[Items for bounding box labeling]
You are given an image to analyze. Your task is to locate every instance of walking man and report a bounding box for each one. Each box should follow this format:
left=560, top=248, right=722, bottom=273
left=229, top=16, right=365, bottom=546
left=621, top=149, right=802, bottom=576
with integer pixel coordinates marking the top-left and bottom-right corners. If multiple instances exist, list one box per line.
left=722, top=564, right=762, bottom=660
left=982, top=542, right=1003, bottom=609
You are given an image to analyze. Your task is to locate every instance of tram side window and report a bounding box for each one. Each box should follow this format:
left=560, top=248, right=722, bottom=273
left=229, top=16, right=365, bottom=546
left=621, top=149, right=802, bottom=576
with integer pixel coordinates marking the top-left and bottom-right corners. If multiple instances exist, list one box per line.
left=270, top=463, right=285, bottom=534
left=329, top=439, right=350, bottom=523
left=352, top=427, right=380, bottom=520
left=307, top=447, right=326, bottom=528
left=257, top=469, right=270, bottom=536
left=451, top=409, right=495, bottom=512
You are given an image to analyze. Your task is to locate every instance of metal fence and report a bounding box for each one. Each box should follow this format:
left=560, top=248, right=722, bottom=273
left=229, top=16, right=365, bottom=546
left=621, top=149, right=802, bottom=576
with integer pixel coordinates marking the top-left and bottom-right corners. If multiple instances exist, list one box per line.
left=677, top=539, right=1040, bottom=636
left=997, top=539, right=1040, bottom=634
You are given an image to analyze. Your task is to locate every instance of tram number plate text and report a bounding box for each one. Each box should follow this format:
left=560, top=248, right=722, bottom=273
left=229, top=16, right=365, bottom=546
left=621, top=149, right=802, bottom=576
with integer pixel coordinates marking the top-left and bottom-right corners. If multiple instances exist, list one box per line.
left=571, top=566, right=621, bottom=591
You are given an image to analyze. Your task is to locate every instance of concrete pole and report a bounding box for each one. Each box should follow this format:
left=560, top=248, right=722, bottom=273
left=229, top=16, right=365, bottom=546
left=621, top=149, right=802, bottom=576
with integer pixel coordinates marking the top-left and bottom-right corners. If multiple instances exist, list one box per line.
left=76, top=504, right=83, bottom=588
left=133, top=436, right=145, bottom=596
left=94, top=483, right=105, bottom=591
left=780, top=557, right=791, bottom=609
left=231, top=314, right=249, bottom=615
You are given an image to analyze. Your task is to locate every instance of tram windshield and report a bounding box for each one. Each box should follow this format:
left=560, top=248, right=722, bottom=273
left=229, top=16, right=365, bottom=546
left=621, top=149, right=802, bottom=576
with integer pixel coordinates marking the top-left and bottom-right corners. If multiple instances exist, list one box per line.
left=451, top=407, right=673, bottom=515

— What to do —
Rewrite all the items above, substituting "whole-number pixel coordinates" for each "integer pixel coordinates" and leaving every other word unchanged.

— Finished task —
You are given an image to analyze. Your task is to locate every instance of walking man and report a bounding box for each one. Each box should follow this format:
left=560, top=248, right=722, bottom=273
left=229, top=16, right=365, bottom=546
left=621, top=149, right=802, bottom=576
with whole-number pixel coordinates marking the top-left and bottom-right corners. If multiple instances exist, list one box per line.
left=722, top=564, right=762, bottom=660
left=982, top=542, right=1003, bottom=609
You are given an image to analyze. Your task is to locate every instance of tram side window and report a bounding box for each one. Each box should follow this format:
left=560, top=248, right=722, bottom=273
left=229, top=16, right=365, bottom=546
left=621, top=149, right=802, bottom=576
with whole-number pixel coordinates marking the top-left and bottom-right corners. If multiple instances exist, list one box per line.
left=270, top=463, right=285, bottom=534
left=329, top=439, right=350, bottom=523
left=352, top=427, right=380, bottom=520
left=307, top=447, right=326, bottom=528
left=257, top=469, right=270, bottom=536
left=451, top=409, right=495, bottom=512
You are given an image to analyze. Your task is to locate every instance of metal fence and report a bounding box for each one. Each box should follow this format:
left=560, top=248, right=722, bottom=273
left=229, top=16, right=365, bottom=546
left=621, top=149, right=802, bottom=576
with whole-number pixel coordinates marking the top-left and bottom-right corners. If multiple instances exist, list one box per line.
left=677, top=539, right=1040, bottom=636
left=997, top=539, right=1040, bottom=634
You are given an image to analyze. Your task is to locate every instance of tram number plate text and report a bounding box for each one. Each box should follow this format:
left=560, top=248, right=722, bottom=273
left=229, top=16, right=365, bottom=546
left=621, top=149, right=802, bottom=576
with whole-number pixel coordinates marking the top-left and bottom-right corners. If multiple instances exist, list one box per line.
left=571, top=566, right=621, bottom=591
You are given an image to analyze. Your task is to locate every instance of concrete pole and report a bounding box for each one. Each box should follow this format:
left=560, top=248, right=722, bottom=273
left=229, top=16, right=365, bottom=546
left=621, top=149, right=802, bottom=576
with whole-number pixel coordinates marking the top-left and bottom-right corners. If multiple instances exist, list one box per line.
left=76, top=504, right=83, bottom=588
left=133, top=436, right=145, bottom=596
left=94, top=483, right=105, bottom=591
left=780, top=557, right=791, bottom=609
left=231, top=314, right=249, bottom=615
You are given an image to analyze. Your task is to locate every instance of tram windshield and report a bounding box for each one. Each box should follow this format:
left=560, top=248, right=722, bottom=273
left=229, top=16, right=365, bottom=546
left=621, top=149, right=802, bottom=576
with whole-number pixel coordinates marking the top-left and bottom-right corners. If multiple instances exist, list one box per line.
left=451, top=407, right=673, bottom=515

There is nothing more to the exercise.